■ ASSIGNED TASK:
The expected answer is the set of lines in the data below between the line holding "Would you mind spotting the man's hand" and the line holding "Would you mind spotting the man in", inclusive, written out exactly.

■ DATA FOR THE TASK:
● ● ● ● ●
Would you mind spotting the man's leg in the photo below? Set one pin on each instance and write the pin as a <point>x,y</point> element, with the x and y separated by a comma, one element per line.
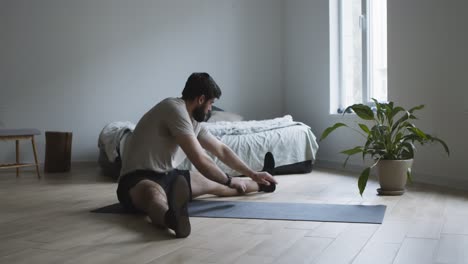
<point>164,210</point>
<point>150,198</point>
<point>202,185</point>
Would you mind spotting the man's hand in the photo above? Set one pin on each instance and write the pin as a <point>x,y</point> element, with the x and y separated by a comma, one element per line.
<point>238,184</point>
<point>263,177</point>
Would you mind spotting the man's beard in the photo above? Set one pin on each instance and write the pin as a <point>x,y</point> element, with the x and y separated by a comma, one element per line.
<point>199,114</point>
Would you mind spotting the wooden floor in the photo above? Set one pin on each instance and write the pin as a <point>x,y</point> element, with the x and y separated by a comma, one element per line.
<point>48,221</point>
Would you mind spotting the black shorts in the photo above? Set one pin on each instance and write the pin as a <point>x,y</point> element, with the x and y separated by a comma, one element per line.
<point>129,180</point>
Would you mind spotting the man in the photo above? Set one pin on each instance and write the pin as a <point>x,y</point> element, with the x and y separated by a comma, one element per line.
● ● ● ● ●
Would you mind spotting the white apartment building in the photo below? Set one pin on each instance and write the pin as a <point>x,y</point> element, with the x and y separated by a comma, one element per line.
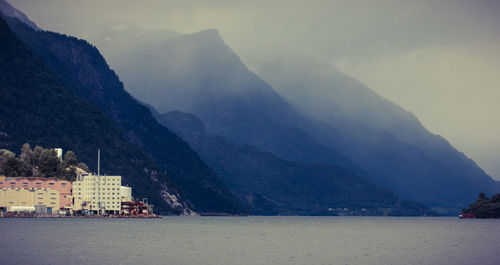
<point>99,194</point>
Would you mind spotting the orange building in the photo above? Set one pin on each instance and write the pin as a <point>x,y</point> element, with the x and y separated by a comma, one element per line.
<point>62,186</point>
● ● ● ● ●
■ REPLY TO THE EXERCISE:
Would you mind spotting the man's hand in the photo above? Set one pin on each instance and write the pin as a <point>x,y</point> element, with the x and y separated by a comma, one element per line.
<point>238,184</point>
<point>263,177</point>
Would you mind spotting the man's beard in the photo above? Set one pin on each instance and write the pin as a <point>x,y</point> element, with the x and y separated by a comma, one element per line.
<point>199,114</point>
Would you mind spotting the wooden floor in the photo above? Set one pin on each instance and write the pin as a <point>x,y</point> element, with the x and y separated by a comma, one element per line.
<point>48,221</point>
Would you mind spotting the black shorts in the photo above? Set one pin on each instance and write the pin as a <point>x,y</point> element, with the x and y separated by a comma, one element per line.
<point>129,180</point>
Would you mind spotting the man in the photo above? Set one pin on each instance and write the pin as a <point>x,y</point> element, with the x and y separated by a comma, one element per line.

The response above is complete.